# What to do
1 - Translate this sentence from the choir newsletter into Spanish: "Mozart showed prodigious ability from his earliest childhood."
2 - Write out the stretch of the choir newsletter from "Wolfgang Amadeus Mozart" through "been much mythologized.".
3 - In the choir newsletter, who is named as the conductor of the Requiem performance?

Newsletter – January 2026

Written 27th January 2026


As always, our Christmas concerts were a great success. Two afternoons of music for the whole family – from tiny tots to people in their 90ties.


This year our Charity collection went to Melody Music and Wits Student Benevolent Fund and we collected over R40K – so a big ‘thank you’ to our very generous audiences. The members of the choir had bought Christmas presents for children who would otherwise go without – the beneficiaries were Melody Music and Hearts of Hope. Again, a big ‘thank you’ goes to the members of the choir for this kind gesture.


But now it’s a new year – so what’s up from your favourite choir? Well, first


The Symphony Choir of Johannesburg
are presenting
W A Mozart’s
Requiem

Soloists:
Sinesipho Mnyango: Soprano, Asisipho Petu: Mezzo,
Thomas Erlank: Tenor, Bongani Kubheka: Bass
Sunday 22 February @ 3pm
Linder Auditorium, Parktown
The Phoenix Orchestra
Conducted by Susan Cock

Wolfgang Amadeus Mozart (27 January 1756 – 5 December 1791), was a prolific and influential composer of the classical era. Mozart showed prodigious ability from his earliest childhood. Already competent on keyboard and violin, he composed from the age of five and performed before European royalty. At 17, Mozart was engaged as a musician at the Salzburg court but grew restless and travelled in search of a better position. While visiting Vienna in 1781, he was dismissed from his Salzburg position. He chose to stay in the capital, where he achieved fame but little financial security. During his final years in Vienna, he composed many of his best-known symphonies, concertos, and operas, and portions of the Requiem, which was largely unfinished at the time of his early death at the age of 35. The circumstances of his death have been much mythologized.

# Given data

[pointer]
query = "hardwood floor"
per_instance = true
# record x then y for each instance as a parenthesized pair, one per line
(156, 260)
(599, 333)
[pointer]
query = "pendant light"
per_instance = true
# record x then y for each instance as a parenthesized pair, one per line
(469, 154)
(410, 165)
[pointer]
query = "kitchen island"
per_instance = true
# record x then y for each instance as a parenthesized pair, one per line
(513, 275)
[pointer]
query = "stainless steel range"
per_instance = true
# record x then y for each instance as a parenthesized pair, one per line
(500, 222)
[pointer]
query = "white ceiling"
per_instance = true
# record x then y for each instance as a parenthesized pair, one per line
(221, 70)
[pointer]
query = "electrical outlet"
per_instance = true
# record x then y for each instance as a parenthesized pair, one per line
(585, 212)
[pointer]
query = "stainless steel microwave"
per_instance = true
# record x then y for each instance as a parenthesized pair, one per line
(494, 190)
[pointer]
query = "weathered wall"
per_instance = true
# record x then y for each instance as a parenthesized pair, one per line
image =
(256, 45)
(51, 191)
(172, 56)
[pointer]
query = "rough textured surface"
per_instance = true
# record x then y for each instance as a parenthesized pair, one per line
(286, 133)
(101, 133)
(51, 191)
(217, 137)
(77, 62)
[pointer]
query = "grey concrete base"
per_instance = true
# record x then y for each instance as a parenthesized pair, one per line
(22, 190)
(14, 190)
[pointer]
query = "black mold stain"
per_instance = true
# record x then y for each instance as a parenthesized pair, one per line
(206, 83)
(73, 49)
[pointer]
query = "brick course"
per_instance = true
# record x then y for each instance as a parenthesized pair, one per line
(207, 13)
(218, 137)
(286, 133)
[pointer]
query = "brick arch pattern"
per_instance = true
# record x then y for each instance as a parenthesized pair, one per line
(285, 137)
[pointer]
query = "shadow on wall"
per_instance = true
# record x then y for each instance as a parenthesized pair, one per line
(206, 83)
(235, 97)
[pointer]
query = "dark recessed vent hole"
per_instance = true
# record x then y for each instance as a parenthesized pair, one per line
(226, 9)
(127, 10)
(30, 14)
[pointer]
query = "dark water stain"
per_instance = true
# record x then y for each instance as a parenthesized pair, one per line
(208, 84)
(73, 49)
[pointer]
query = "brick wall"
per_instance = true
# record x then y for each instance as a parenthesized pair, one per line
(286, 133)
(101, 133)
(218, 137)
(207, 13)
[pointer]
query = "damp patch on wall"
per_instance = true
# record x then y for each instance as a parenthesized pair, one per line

# Solution list
1 - Mozart mostró una habilidad prodigiosa desde su más temprana infancia.

2 -
Wolfgang Amadeus Mozart (27 January 1756 – 5 December 1791), was a prolific and influential composer of the classical era. Mozart showed prodigious ability from his earliest childhood. Already competent on keyboard and violin, he composed from the age of five and performed before European royalty. At 17, Mozart was engaged as a musician at the Salzburg court but grew restless and travelled in search of a better position. While visiting Vienna in 1781, he was dismissed from his Salzburg position. He chose to stay in the capital, where he achieved fame but little financial security. During his final years in Vienna, he composed many of his best-known symphonies, concertos, and operas, and portions of the Requiem, which was largely unfinished at the time of his early death at the age of 35. The circumstances of his death have been much mythologized.

3 - Susan Cock